Natural language region descriptions:

☆ ☆ ☆ ☆

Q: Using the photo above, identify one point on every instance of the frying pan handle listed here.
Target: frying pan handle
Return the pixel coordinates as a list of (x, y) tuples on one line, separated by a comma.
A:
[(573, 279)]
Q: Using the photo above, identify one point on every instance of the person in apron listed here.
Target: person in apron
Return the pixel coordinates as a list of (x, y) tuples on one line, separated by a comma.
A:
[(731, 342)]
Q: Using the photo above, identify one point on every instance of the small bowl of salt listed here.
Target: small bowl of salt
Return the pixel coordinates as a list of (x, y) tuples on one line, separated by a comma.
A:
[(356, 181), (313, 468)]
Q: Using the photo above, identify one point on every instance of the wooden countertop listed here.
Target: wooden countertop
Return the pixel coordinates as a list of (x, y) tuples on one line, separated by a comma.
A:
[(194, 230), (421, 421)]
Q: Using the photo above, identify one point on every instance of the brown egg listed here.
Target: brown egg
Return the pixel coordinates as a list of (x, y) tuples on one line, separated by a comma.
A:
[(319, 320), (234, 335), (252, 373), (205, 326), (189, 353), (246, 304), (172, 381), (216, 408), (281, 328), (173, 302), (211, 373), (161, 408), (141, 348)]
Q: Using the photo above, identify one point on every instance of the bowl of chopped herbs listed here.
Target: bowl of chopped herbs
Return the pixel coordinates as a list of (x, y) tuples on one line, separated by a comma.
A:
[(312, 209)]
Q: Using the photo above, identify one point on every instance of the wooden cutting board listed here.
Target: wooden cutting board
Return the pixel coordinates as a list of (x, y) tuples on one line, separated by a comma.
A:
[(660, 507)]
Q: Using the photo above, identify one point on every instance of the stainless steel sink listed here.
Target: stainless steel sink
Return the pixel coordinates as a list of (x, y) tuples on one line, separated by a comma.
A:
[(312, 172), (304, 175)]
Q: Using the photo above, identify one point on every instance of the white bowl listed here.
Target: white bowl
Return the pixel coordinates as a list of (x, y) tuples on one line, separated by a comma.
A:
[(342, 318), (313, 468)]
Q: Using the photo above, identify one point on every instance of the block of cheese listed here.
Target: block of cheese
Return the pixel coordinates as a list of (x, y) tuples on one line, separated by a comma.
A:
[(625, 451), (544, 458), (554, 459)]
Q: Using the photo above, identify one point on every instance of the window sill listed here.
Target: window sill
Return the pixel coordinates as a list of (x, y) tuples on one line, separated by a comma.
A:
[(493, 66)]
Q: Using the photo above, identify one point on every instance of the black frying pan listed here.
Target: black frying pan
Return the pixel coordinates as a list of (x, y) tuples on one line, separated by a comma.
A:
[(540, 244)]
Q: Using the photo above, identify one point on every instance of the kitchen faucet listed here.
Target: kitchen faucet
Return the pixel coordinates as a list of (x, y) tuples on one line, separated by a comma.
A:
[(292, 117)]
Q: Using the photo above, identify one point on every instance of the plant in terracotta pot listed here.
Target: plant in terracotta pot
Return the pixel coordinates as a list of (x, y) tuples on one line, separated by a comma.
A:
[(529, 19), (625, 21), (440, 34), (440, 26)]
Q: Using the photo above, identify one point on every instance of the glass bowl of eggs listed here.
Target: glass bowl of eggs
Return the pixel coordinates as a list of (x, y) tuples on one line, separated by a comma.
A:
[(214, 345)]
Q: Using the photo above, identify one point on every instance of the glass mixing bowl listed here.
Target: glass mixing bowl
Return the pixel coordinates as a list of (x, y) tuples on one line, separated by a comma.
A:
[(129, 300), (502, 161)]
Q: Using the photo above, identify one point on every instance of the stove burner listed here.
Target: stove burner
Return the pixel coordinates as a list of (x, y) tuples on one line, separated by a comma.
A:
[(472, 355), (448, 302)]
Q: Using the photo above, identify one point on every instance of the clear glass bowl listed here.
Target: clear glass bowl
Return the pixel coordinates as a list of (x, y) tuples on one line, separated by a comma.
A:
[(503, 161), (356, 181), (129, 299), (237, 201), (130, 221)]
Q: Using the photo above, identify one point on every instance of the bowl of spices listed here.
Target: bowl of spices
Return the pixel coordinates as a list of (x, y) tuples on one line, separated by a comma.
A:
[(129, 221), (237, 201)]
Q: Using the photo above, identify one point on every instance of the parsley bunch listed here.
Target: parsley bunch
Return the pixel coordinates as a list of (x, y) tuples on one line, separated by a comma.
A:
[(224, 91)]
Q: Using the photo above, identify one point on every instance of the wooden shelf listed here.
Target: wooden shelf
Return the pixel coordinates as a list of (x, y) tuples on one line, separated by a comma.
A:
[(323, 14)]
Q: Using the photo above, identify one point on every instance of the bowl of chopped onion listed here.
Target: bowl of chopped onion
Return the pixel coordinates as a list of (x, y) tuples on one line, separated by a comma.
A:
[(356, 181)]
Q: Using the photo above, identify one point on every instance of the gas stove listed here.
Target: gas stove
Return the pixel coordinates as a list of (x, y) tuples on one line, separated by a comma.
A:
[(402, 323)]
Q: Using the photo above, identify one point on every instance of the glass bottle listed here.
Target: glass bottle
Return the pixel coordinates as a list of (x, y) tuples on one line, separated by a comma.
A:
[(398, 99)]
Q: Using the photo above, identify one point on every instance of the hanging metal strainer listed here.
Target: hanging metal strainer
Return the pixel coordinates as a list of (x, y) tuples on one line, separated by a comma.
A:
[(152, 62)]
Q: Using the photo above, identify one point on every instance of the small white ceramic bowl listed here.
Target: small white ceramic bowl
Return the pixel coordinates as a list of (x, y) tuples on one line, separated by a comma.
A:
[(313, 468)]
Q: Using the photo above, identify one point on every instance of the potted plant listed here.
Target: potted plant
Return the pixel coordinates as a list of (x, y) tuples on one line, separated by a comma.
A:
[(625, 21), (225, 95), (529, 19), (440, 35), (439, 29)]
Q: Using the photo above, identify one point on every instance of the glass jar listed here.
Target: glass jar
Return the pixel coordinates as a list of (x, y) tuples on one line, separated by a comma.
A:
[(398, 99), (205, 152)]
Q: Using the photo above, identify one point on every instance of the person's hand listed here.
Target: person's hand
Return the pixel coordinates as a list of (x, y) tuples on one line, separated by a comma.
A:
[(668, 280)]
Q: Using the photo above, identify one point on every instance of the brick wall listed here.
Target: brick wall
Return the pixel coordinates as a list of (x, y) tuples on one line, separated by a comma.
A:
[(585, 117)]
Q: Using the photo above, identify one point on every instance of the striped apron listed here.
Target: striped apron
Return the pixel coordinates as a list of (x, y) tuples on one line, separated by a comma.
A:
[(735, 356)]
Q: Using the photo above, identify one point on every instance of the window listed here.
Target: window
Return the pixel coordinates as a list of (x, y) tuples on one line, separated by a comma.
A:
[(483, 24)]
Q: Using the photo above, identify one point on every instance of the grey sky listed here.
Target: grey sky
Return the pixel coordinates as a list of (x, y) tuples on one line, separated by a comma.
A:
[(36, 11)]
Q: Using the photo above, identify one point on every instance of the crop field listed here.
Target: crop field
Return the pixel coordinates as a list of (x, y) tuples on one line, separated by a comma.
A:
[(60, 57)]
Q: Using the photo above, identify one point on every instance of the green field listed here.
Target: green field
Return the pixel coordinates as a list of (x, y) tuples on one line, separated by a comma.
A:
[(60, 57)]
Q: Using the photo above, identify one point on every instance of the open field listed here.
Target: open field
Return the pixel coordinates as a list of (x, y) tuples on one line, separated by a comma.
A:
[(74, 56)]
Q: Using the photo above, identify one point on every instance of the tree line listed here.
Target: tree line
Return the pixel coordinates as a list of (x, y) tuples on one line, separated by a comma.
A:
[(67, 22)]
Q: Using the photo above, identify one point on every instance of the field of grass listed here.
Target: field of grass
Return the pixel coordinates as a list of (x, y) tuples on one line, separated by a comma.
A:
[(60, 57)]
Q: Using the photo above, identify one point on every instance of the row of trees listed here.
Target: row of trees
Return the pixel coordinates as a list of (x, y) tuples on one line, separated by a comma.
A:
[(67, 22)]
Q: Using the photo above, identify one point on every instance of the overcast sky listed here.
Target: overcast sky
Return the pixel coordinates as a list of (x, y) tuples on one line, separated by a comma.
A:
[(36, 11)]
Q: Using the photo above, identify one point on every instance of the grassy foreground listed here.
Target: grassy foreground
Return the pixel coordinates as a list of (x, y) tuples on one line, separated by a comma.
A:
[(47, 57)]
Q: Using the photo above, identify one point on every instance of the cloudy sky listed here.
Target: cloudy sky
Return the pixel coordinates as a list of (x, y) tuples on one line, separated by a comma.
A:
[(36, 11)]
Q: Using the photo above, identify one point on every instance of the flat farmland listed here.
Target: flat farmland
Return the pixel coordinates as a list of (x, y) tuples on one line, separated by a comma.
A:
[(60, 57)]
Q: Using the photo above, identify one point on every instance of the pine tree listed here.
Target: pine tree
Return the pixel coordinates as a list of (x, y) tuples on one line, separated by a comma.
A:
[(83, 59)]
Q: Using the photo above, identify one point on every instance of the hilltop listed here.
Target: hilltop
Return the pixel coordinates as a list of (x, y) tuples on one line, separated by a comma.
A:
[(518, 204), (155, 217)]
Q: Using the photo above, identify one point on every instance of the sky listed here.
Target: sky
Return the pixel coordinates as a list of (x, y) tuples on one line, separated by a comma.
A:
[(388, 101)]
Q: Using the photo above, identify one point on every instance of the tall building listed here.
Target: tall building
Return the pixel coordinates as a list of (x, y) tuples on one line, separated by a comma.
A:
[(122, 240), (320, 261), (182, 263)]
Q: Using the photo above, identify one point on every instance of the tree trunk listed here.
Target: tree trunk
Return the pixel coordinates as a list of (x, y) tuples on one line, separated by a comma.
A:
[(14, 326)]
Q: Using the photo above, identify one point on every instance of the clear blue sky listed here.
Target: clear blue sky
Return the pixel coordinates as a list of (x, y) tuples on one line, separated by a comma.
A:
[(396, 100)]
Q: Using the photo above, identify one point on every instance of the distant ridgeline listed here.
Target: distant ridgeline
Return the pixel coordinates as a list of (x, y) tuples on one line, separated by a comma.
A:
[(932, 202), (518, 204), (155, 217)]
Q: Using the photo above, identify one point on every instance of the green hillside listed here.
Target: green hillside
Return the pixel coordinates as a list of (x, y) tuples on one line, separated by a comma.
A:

☆ ☆ ☆ ☆

Task item - Retype the first line of the entries and every line after it, please, through the line that contains "in apron listed here.". Add nothing.

Solution to this problem -
Q: Using the photo above, identify one point on every instance of the frying pan handle listed here.
Target: frying pan handle
Return the pixel coordinates as a list of (x, y) tuples on one line, separated by a comma.
A:
[(573, 279)]
Q: Using the photo above, identify one point on every instance of the person in apron listed here.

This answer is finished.